Brief: Please pull out every line below that contains the word "tower", treating uppercase and lowercase as different.
═══ Exercise materials ═══
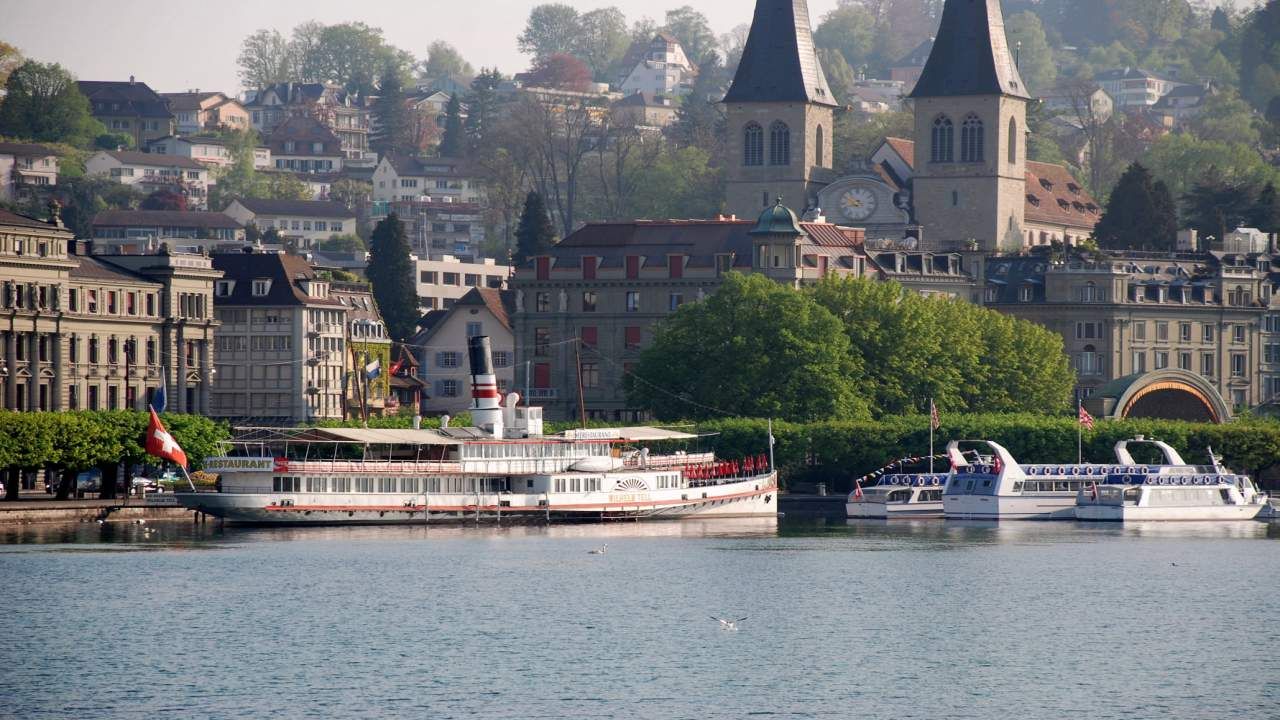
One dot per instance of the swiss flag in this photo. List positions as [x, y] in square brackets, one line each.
[161, 443]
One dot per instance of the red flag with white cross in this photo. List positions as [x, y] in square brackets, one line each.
[161, 443]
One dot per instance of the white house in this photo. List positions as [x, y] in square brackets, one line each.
[150, 172]
[304, 220]
[414, 180]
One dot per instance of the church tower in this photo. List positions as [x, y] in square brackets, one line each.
[780, 114]
[969, 177]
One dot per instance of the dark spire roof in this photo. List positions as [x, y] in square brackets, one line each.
[780, 63]
[970, 55]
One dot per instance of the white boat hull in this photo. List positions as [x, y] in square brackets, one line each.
[888, 510]
[1045, 506]
[1132, 513]
[754, 497]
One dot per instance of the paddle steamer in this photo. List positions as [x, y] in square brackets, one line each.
[503, 469]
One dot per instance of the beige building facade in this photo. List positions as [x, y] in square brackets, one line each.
[87, 332]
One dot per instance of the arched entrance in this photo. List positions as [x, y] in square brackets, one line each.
[1175, 395]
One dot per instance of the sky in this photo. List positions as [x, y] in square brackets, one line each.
[177, 46]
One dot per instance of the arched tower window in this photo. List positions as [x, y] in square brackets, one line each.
[944, 141]
[1013, 141]
[780, 144]
[753, 145]
[970, 140]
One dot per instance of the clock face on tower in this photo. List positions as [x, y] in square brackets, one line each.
[858, 204]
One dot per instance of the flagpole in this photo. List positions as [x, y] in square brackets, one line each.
[1079, 436]
[931, 436]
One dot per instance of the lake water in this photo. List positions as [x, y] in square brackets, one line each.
[928, 619]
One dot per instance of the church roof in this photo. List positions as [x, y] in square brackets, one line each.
[970, 54]
[778, 62]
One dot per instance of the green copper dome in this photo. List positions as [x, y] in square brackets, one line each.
[777, 219]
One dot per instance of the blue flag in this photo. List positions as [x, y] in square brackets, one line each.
[159, 397]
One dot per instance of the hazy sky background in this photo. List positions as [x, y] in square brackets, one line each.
[186, 45]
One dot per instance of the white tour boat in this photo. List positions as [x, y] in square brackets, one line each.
[1170, 491]
[899, 495]
[502, 469]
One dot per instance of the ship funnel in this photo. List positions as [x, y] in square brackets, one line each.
[485, 401]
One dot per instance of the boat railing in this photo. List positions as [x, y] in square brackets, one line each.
[368, 466]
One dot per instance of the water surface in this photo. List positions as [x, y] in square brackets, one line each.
[924, 619]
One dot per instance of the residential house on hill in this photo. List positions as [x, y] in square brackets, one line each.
[23, 165]
[304, 222]
[150, 172]
[343, 113]
[199, 112]
[131, 108]
[133, 232]
[305, 145]
[282, 346]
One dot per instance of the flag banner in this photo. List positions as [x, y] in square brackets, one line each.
[160, 443]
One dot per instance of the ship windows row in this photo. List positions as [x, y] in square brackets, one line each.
[412, 486]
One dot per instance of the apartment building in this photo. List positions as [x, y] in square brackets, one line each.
[282, 341]
[88, 332]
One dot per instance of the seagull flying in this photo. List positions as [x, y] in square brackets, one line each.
[727, 624]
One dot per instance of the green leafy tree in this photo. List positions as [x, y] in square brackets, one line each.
[552, 28]
[535, 233]
[453, 144]
[44, 104]
[602, 41]
[693, 31]
[394, 124]
[264, 59]
[392, 277]
[1265, 214]
[443, 60]
[772, 351]
[1217, 205]
[1139, 214]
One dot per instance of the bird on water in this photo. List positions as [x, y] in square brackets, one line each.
[727, 624]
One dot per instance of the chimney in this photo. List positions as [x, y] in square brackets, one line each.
[485, 406]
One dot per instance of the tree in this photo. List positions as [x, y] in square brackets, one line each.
[552, 28]
[164, 200]
[1265, 214]
[44, 104]
[443, 60]
[9, 60]
[535, 233]
[1217, 205]
[392, 276]
[1025, 36]
[481, 108]
[561, 72]
[1139, 214]
[453, 144]
[264, 59]
[773, 352]
[602, 41]
[394, 124]
[693, 31]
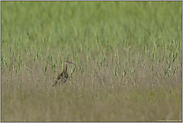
═══
Correct output:
One dot per instance of the church tower in this photo. List positions as [x, y] in square brackets, one line each.
One dot per instance of the arched tower window in this photo. List positions as [x, y] in square brackets, one line each.
One dot per instance of the clock face on tower in this photo. List positions as [x, y] in square brackets, one line each.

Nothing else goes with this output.